▶ _Stored data_:
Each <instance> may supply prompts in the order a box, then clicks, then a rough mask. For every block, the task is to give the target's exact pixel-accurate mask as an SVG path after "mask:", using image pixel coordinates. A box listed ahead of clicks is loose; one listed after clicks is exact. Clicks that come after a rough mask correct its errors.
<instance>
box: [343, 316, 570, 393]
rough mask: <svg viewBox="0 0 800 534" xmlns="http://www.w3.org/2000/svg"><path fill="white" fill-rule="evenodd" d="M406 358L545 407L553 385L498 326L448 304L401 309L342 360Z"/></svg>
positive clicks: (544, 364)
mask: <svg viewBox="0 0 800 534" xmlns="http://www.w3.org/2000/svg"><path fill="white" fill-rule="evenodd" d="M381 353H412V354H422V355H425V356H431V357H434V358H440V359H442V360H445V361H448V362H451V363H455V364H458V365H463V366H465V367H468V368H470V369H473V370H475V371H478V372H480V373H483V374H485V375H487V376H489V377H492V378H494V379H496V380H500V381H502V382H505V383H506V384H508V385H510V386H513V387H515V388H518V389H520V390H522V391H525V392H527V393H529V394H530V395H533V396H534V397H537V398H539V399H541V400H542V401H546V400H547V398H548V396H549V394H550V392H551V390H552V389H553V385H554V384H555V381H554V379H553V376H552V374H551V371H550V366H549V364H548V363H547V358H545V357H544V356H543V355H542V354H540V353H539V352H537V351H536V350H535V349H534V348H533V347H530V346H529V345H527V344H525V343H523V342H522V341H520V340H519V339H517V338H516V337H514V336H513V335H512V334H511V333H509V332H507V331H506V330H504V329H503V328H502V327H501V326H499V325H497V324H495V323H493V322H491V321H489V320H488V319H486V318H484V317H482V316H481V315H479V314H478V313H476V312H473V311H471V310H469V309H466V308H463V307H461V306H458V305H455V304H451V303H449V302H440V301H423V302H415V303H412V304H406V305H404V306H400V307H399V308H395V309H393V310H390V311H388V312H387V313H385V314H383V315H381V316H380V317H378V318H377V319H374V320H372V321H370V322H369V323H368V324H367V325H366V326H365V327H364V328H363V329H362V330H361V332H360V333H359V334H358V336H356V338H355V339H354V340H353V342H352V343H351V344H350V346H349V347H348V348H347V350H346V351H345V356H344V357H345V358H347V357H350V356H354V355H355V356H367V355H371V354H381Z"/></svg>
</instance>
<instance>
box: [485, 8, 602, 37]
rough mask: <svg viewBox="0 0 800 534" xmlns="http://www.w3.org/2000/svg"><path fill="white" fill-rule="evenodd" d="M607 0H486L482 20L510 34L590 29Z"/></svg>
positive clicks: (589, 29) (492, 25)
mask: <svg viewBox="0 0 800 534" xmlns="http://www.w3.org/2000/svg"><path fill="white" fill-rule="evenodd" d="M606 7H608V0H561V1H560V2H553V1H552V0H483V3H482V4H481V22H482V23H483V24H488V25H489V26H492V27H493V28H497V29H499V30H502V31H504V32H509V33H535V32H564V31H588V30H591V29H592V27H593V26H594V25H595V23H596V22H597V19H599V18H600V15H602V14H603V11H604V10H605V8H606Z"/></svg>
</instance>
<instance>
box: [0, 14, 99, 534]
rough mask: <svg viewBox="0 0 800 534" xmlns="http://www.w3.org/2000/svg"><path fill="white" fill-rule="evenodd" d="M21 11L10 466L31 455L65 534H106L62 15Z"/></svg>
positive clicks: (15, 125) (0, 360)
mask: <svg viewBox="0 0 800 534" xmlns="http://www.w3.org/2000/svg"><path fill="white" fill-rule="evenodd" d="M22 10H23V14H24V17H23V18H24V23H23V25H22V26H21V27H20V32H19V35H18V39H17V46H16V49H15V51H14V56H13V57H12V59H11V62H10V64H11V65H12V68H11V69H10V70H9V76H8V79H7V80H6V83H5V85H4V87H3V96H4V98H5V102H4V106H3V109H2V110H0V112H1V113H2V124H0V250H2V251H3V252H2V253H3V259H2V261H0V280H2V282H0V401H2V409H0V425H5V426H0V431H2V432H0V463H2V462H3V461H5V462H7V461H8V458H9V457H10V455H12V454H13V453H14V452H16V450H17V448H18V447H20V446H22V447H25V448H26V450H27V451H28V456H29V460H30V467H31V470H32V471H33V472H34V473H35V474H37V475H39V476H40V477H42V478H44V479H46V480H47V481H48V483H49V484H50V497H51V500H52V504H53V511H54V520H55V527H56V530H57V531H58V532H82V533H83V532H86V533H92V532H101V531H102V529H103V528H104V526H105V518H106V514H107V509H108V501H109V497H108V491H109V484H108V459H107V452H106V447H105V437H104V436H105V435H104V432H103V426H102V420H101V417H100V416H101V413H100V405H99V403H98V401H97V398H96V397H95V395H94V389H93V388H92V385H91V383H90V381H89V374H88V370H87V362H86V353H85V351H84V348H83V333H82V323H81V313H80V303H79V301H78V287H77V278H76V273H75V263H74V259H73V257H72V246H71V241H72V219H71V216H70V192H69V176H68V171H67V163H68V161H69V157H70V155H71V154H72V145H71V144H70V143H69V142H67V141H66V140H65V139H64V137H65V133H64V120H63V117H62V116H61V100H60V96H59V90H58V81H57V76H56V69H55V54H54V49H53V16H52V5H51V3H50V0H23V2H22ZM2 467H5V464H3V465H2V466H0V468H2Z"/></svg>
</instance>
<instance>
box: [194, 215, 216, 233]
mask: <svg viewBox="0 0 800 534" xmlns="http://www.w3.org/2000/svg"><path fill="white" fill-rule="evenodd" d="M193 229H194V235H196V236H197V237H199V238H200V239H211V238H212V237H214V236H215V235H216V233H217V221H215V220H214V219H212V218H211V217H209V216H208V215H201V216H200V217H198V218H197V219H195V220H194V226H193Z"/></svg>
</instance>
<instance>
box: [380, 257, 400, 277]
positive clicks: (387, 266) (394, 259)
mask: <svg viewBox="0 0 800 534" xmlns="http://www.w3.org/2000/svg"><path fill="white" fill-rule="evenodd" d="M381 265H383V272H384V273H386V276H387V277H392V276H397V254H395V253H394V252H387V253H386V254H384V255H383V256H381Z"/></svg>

▶ _Task brief_:
Copy all the records above precisely.

▶ _Your response_:
Each <instance> may supply prompts in the order a box, then clicks, then a rough mask. For every block, the task is to give the target's exact pixel-accurate mask as an SVG path after "mask:", using image pixel coordinates. A box listed ahead of clicks is loose; one listed after clicks is exact. Clicks that come after a rough mask correct its errors.
<instance>
box: [343, 316, 570, 393]
rough mask: <svg viewBox="0 0 800 534" xmlns="http://www.w3.org/2000/svg"><path fill="white" fill-rule="evenodd" d="M406 358L545 407L553 385L498 326L448 304L401 309L342 360Z"/></svg>
positive clicks: (544, 364)
mask: <svg viewBox="0 0 800 534" xmlns="http://www.w3.org/2000/svg"><path fill="white" fill-rule="evenodd" d="M381 353H412V354H422V355H425V356H431V357H434V358H440V359H442V360H445V361H448V362H451V363H455V364H458V365H463V366H465V367H468V368H470V369H473V370H475V371H478V372H480V373H483V374H485V375H487V376H489V377H492V378H494V379H496V380H500V381H502V382H505V383H506V384H508V385H510V386H513V387H515V388H518V389H520V390H522V391H525V392H527V393H529V394H530V395H533V396H534V397H537V398H539V399H541V400H542V401H546V400H547V398H548V396H549V394H550V392H551V390H552V389H553V385H554V384H555V381H554V379H553V376H552V374H551V371H550V366H549V364H548V363H547V358H545V357H544V356H543V355H542V354H540V353H539V352H537V351H536V350H535V349H534V348H533V347H530V346H529V345H527V344H525V343H523V342H522V341H520V340H519V339H517V338H516V337H514V336H513V335H512V334H511V333H509V332H507V331H506V330H504V329H503V328H502V327H501V326H499V325H497V324H495V323H493V322H491V321H489V320H488V319H486V318H484V317H482V316H481V315H479V314H478V313H476V312H473V311H471V310H469V309H466V308H463V307H461V306H458V305H455V304H451V303H449V302H440V301H423V302H415V303H412V304H406V305H404V306H400V307H399V308H395V309H393V310H390V311H388V312H387V313H385V314H383V315H381V316H380V317H378V318H377V319H374V320H372V321H370V322H369V323H368V324H367V325H366V326H365V327H364V328H363V329H362V330H361V332H360V333H359V334H358V336H356V338H355V339H354V340H353V342H352V343H351V344H350V346H349V347H348V348H347V350H346V351H345V356H344V357H345V358H347V357H350V356H354V355H355V356H367V355H371V354H381Z"/></svg>
</instance>
<instance>
box: [485, 8, 602, 37]
rough mask: <svg viewBox="0 0 800 534" xmlns="http://www.w3.org/2000/svg"><path fill="white" fill-rule="evenodd" d="M607 0H486L482 20L510 34L590 29Z"/></svg>
positive clicks: (589, 29) (492, 25)
mask: <svg viewBox="0 0 800 534" xmlns="http://www.w3.org/2000/svg"><path fill="white" fill-rule="evenodd" d="M606 7H608V0H561V1H560V2H553V1H552V0H483V3H482V4H481V22H482V23H483V24H488V25H489V26H492V27H493V28H497V29H499V30H502V31H504V32H509V33H535V32H564V31H588V30H591V29H592V27H593V26H594V25H595V23H596V22H597V19H599V18H600V15H602V14H603V11H604V10H605V8H606Z"/></svg>
</instance>
<instance>
box: [0, 14, 99, 534]
rough mask: <svg viewBox="0 0 800 534" xmlns="http://www.w3.org/2000/svg"><path fill="white" fill-rule="evenodd" d="M21 11L10 466L31 455L65 534H106L62 15Z"/></svg>
positive clicks: (15, 125) (0, 360)
mask: <svg viewBox="0 0 800 534" xmlns="http://www.w3.org/2000/svg"><path fill="white" fill-rule="evenodd" d="M22 10H23V14H24V17H23V18H24V23H23V25H22V26H21V27H20V32H19V35H18V39H17V46H16V49H15V51H14V56H13V57H12V59H11V62H10V64H11V65H12V68H11V69H10V70H9V76H8V79H7V80H6V83H5V85H4V87H3V96H4V98H5V102H4V106H3V109H2V110H0V112H1V113H2V124H0V250H2V251H3V252H2V253H3V259H2V261H0V280H2V282H0V401H2V409H0V425H5V426H0V431H2V432H0V463H2V462H3V461H5V462H7V461H8V458H9V457H10V455H12V454H13V453H14V452H16V450H17V448H18V447H20V446H22V447H25V448H26V450H27V451H28V456H29V460H30V467H31V470H32V471H33V472H34V473H35V474H37V475H39V476H40V477H42V478H44V479H46V480H47V481H48V483H49V484H50V497H51V500H52V504H53V511H54V520H55V527H56V530H57V531H58V532H82V533H83V532H86V533H92V532H101V531H102V529H103V528H104V526H105V518H106V514H107V509H108V501H109V497H108V491H109V484H108V459H107V452H106V447H105V437H104V436H105V435H104V432H103V426H102V420H101V417H100V416H101V413H100V405H99V403H98V401H97V398H96V397H95V395H94V389H93V388H92V385H91V383H90V381H89V374H88V370H87V362H86V353H85V351H84V348H83V333H82V323H81V313H80V303H79V301H78V287H77V278H76V273H75V263H74V259H73V257H72V246H71V241H72V219H71V216H70V192H69V176H68V171H67V163H68V161H69V157H70V155H71V154H72V145H71V144H70V143H69V142H67V141H66V140H65V139H64V137H65V133H64V120H63V117H62V116H61V100H60V96H59V90H58V81H57V76H56V69H55V54H54V49H53V16H52V5H51V3H50V0H23V2H22ZM2 467H5V464H3V465H2V466H0V468H2Z"/></svg>
</instance>
<instance>
box: [194, 215, 216, 233]
mask: <svg viewBox="0 0 800 534" xmlns="http://www.w3.org/2000/svg"><path fill="white" fill-rule="evenodd" d="M193 229H194V235H196V236H197V237H199V238H200V239H211V238H212V237H214V236H215V235H216V233H217V221H215V220H214V219H212V218H211V217H209V216H208V215H201V216H200V217H198V218H197V219H195V220H194V226H193Z"/></svg>
</instance>
<instance>
box: [380, 257, 400, 277]
positive clicks: (387, 266) (394, 259)
mask: <svg viewBox="0 0 800 534" xmlns="http://www.w3.org/2000/svg"><path fill="white" fill-rule="evenodd" d="M381 265H383V272H384V273H386V276H387V277H392V276H397V254H395V253H394V252H387V253H386V254H384V255H383V256H381Z"/></svg>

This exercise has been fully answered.